DATA EXTRACTS:

------------

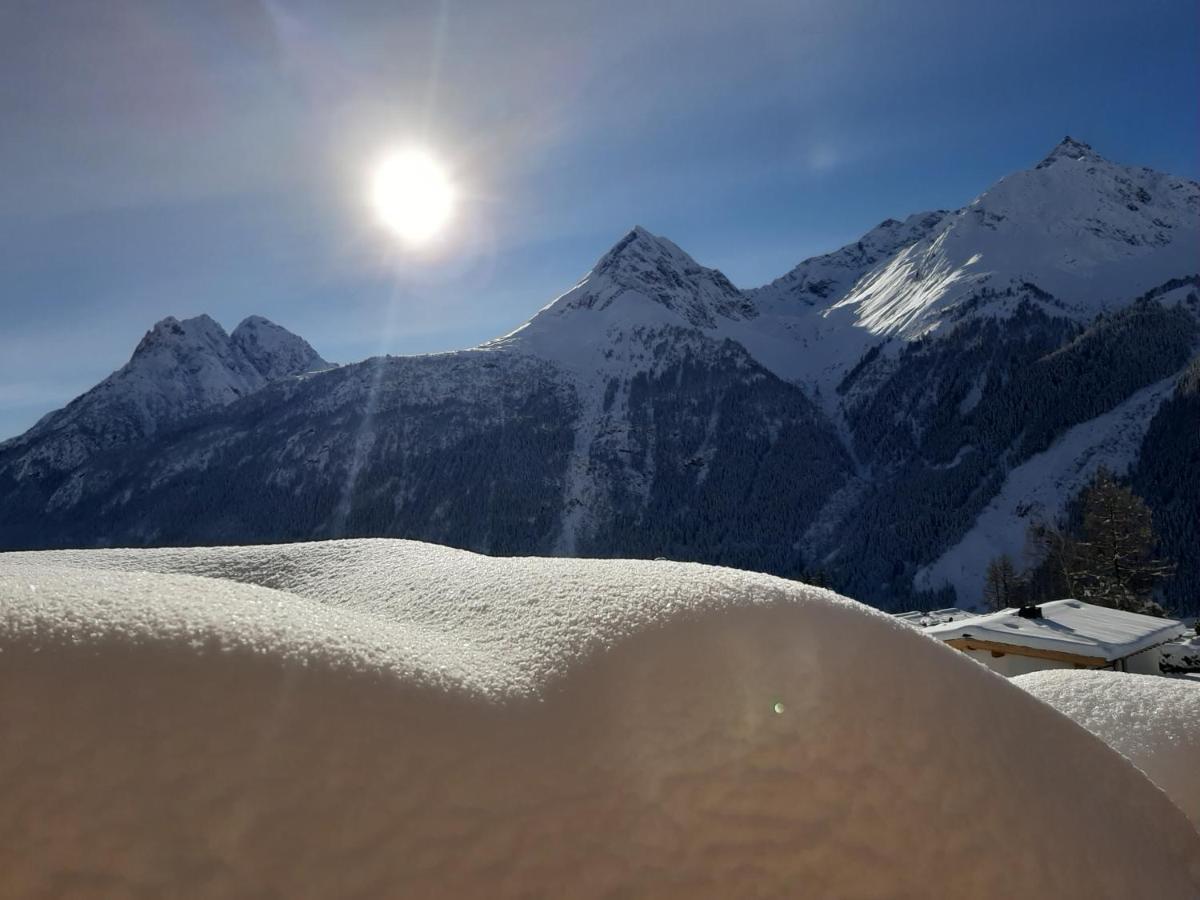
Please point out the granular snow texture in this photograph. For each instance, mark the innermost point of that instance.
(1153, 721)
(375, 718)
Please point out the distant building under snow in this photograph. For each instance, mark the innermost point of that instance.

------------

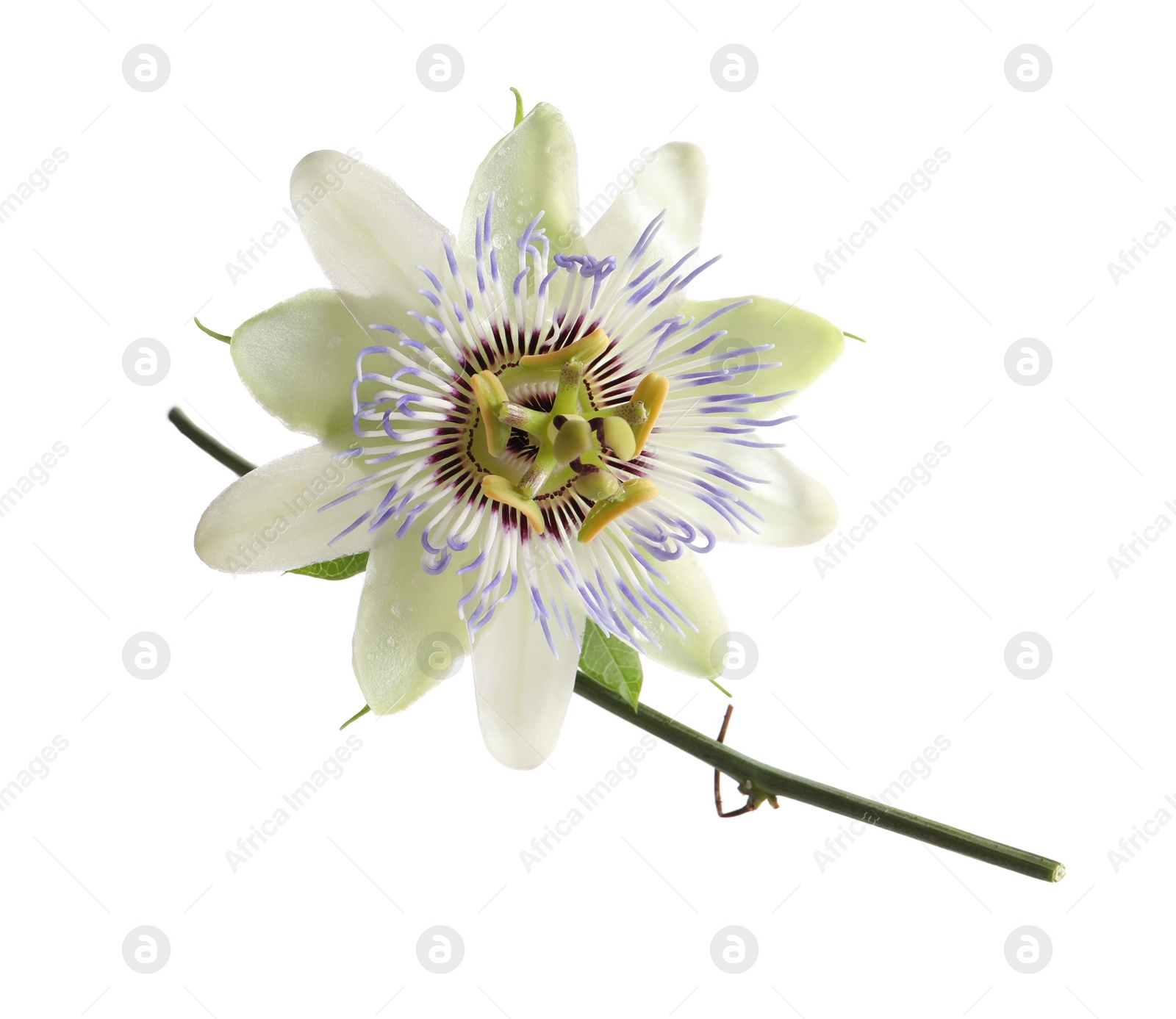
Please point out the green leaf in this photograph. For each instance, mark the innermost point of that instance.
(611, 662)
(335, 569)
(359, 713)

------------

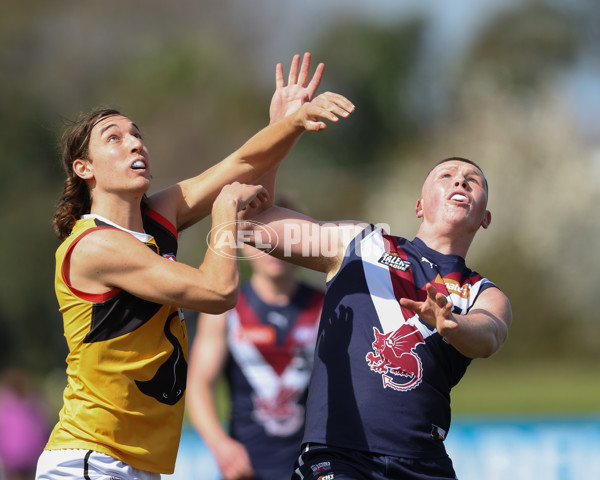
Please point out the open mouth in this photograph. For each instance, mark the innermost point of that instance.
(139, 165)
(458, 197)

------------

WHAT TO WORK ON: Set down only the lines above that fall between the line holding "Please point out the granular" and the line holding "Please point out the distant", inclusive, keeping each exact.

RESPONSE BOX:
Please point out the granular snow texture in this photograph. For each instance, mark the innermost point of that instance.
(1153, 721)
(375, 718)
Please point out the distant building under snow in this photograph. For each instance, mark the innermost point of that instance.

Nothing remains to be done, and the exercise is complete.